_Request_
Reproduce each of the items below verbatim, line for line, with no changes.

(Stored data)
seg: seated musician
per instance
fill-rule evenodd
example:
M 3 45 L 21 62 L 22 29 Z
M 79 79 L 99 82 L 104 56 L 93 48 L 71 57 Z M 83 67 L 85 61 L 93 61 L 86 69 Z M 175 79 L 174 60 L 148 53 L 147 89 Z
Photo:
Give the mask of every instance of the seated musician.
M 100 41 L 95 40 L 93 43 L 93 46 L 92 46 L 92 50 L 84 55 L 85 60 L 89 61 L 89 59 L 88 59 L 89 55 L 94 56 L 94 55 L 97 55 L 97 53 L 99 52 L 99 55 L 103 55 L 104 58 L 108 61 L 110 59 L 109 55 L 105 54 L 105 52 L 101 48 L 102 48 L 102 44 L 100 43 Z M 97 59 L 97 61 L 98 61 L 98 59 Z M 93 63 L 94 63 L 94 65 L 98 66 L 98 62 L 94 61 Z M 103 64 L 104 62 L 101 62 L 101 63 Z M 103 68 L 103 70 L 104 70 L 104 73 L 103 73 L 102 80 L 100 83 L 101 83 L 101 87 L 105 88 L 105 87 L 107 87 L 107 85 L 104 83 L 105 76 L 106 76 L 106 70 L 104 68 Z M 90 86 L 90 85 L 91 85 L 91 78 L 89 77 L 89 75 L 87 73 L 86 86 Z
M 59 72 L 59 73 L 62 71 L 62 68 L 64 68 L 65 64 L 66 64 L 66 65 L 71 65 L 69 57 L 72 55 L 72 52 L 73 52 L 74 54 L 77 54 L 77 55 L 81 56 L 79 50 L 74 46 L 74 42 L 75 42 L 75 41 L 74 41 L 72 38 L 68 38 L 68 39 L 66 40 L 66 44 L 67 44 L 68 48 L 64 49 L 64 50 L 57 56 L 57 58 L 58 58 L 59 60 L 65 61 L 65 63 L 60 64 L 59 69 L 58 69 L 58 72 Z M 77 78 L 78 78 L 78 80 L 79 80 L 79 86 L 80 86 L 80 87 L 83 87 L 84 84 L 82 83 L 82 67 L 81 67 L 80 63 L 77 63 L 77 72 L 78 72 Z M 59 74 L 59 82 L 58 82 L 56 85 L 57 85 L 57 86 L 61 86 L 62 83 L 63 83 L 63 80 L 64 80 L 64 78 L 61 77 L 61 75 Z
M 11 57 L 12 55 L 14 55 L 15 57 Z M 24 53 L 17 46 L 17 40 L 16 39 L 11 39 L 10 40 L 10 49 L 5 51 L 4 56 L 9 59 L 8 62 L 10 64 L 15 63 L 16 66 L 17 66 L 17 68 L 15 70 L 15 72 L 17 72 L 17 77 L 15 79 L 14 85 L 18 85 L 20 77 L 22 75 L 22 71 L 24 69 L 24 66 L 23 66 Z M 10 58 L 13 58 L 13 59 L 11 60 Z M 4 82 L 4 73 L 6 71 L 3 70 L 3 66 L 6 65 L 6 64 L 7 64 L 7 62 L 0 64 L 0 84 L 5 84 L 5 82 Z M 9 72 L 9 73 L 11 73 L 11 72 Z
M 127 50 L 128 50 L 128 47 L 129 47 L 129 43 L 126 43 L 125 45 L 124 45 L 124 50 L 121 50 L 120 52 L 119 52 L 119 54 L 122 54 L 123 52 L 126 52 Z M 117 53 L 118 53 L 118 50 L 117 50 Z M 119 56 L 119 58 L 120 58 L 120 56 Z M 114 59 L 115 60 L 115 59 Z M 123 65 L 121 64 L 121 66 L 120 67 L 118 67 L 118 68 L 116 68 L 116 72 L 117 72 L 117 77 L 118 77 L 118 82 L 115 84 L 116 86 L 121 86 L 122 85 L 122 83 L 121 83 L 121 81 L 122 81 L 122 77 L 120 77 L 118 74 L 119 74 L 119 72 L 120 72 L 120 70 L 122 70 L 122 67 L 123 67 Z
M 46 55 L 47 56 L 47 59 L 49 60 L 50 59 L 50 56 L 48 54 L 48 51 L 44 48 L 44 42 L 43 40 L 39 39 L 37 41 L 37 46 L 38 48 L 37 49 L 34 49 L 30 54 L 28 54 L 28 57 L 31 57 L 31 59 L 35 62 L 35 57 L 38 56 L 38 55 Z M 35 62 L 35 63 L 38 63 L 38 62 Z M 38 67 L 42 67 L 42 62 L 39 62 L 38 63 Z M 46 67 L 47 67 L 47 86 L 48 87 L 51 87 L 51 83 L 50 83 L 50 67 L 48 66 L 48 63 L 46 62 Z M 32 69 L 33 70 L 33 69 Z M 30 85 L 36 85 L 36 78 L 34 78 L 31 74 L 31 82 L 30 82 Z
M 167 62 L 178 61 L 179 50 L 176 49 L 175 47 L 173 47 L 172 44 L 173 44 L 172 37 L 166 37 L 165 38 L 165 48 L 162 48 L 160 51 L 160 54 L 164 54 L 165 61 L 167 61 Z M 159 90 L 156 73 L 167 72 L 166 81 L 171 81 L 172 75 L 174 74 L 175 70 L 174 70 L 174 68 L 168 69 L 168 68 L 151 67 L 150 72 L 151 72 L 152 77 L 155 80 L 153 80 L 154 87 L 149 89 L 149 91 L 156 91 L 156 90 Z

_Output of the task_
seg: seated musician
per instance
fill-rule evenodd
example:
M 3 45 L 21 62 L 22 29 Z
M 79 79 L 99 82 L 104 56 L 93 48 L 71 57 Z M 83 67 L 85 61 L 93 61 L 86 69 Z M 175 79 L 174 60 L 148 53 L 147 89 Z
Photo:
Give the mask of every instance of the seated musician.
M 100 41 L 95 40 L 93 43 L 93 46 L 92 46 L 92 50 L 84 55 L 85 60 L 89 61 L 89 59 L 88 59 L 89 55 L 94 56 L 94 55 L 97 55 L 97 53 L 99 52 L 99 55 L 103 55 L 104 58 L 108 61 L 110 59 L 109 55 L 105 54 L 105 52 L 101 48 L 102 48 L 102 44 L 100 43 Z M 97 59 L 97 61 L 98 61 L 98 59 Z M 93 63 L 94 63 L 94 65 L 98 66 L 98 62 L 94 61 Z M 103 64 L 104 62 L 101 62 L 101 63 Z M 103 68 L 103 70 L 104 70 L 104 73 L 103 73 L 102 80 L 100 83 L 101 83 L 101 87 L 105 88 L 105 87 L 107 87 L 107 85 L 104 83 L 105 76 L 106 76 L 106 70 L 104 68 Z M 90 86 L 90 85 L 91 85 L 91 78 L 89 77 L 89 75 L 87 73 L 86 86 Z
M 59 72 L 59 73 L 62 71 L 62 68 L 64 68 L 65 64 L 66 64 L 66 65 L 71 65 L 69 57 L 72 55 L 72 52 L 73 52 L 74 54 L 77 54 L 77 55 L 81 56 L 79 50 L 74 46 L 74 42 L 75 42 L 75 41 L 74 41 L 72 38 L 68 38 L 68 39 L 66 40 L 66 44 L 67 44 L 68 48 L 64 49 L 64 50 L 57 56 L 57 58 L 58 58 L 59 60 L 65 61 L 65 63 L 60 64 L 59 69 L 58 69 L 58 72 Z M 77 78 L 78 78 L 78 80 L 79 80 L 79 86 L 80 86 L 80 87 L 83 87 L 84 84 L 82 83 L 82 67 L 81 67 L 80 63 L 77 63 L 77 72 L 78 72 Z M 59 74 L 59 82 L 58 82 L 56 85 L 57 85 L 57 86 L 61 86 L 62 83 L 63 83 L 63 80 L 64 80 L 64 78 L 61 77 L 61 75 Z
M 11 57 L 12 55 L 14 55 L 15 57 Z M 24 53 L 17 46 L 17 40 L 16 39 L 11 39 L 10 40 L 10 49 L 5 51 L 4 56 L 9 59 L 8 62 L 10 64 L 15 63 L 16 66 L 17 66 L 17 68 L 15 70 L 15 72 L 17 72 L 17 77 L 15 79 L 14 85 L 18 85 L 20 77 L 22 75 L 22 71 L 24 69 L 24 66 L 23 66 Z M 10 58 L 13 58 L 13 59 L 11 60 Z M 4 82 L 4 73 L 6 71 L 3 70 L 3 66 L 6 65 L 6 64 L 7 64 L 7 62 L 0 64 L 0 84 L 5 84 L 5 82 Z M 9 72 L 9 73 L 11 73 L 11 72 Z
M 127 50 L 128 50 L 128 47 L 129 47 L 129 43 L 126 43 L 125 45 L 124 45 L 124 50 L 121 50 L 120 52 L 119 52 L 119 54 L 122 54 L 123 52 L 126 52 Z M 117 53 L 118 53 L 118 50 L 117 50 Z M 119 56 L 119 58 L 120 58 L 120 56 Z M 114 59 L 115 60 L 115 59 Z M 123 65 L 121 64 L 121 66 L 120 67 L 118 67 L 118 68 L 116 68 L 116 72 L 117 72 L 117 77 L 118 77 L 118 82 L 115 84 L 116 86 L 121 86 L 122 85 L 122 83 L 121 83 L 121 81 L 122 81 L 122 77 L 120 77 L 118 74 L 119 74 L 119 72 L 120 72 L 120 70 L 122 70 L 122 67 L 123 67 Z
M 46 55 L 47 56 L 47 59 L 49 60 L 50 59 L 50 56 L 48 54 L 48 51 L 44 48 L 44 42 L 43 40 L 39 39 L 37 41 L 37 46 L 38 48 L 37 49 L 34 49 L 30 54 L 28 54 L 28 57 L 31 57 L 31 59 L 35 62 L 35 57 L 38 56 L 38 55 Z M 35 62 L 35 63 L 38 63 L 38 62 Z M 38 67 L 42 67 L 42 62 L 39 62 L 38 63 Z M 46 67 L 47 67 L 47 86 L 48 87 L 51 87 L 51 83 L 50 83 L 50 67 L 48 66 L 48 63 L 46 62 Z M 32 69 L 33 70 L 33 69 Z M 30 85 L 36 85 L 36 78 L 34 78 L 31 74 L 31 82 L 30 82 Z
M 167 62 L 178 61 L 179 50 L 176 49 L 175 47 L 173 47 L 172 44 L 173 44 L 172 37 L 166 37 L 165 38 L 165 48 L 162 48 L 160 51 L 160 54 L 164 54 L 165 61 L 167 61 Z M 159 90 L 156 73 L 167 72 L 166 81 L 171 81 L 172 75 L 174 74 L 175 70 L 174 70 L 174 68 L 168 69 L 168 68 L 151 67 L 150 72 L 151 72 L 152 77 L 155 80 L 153 80 L 154 87 L 149 89 L 149 91 L 156 91 L 156 90 Z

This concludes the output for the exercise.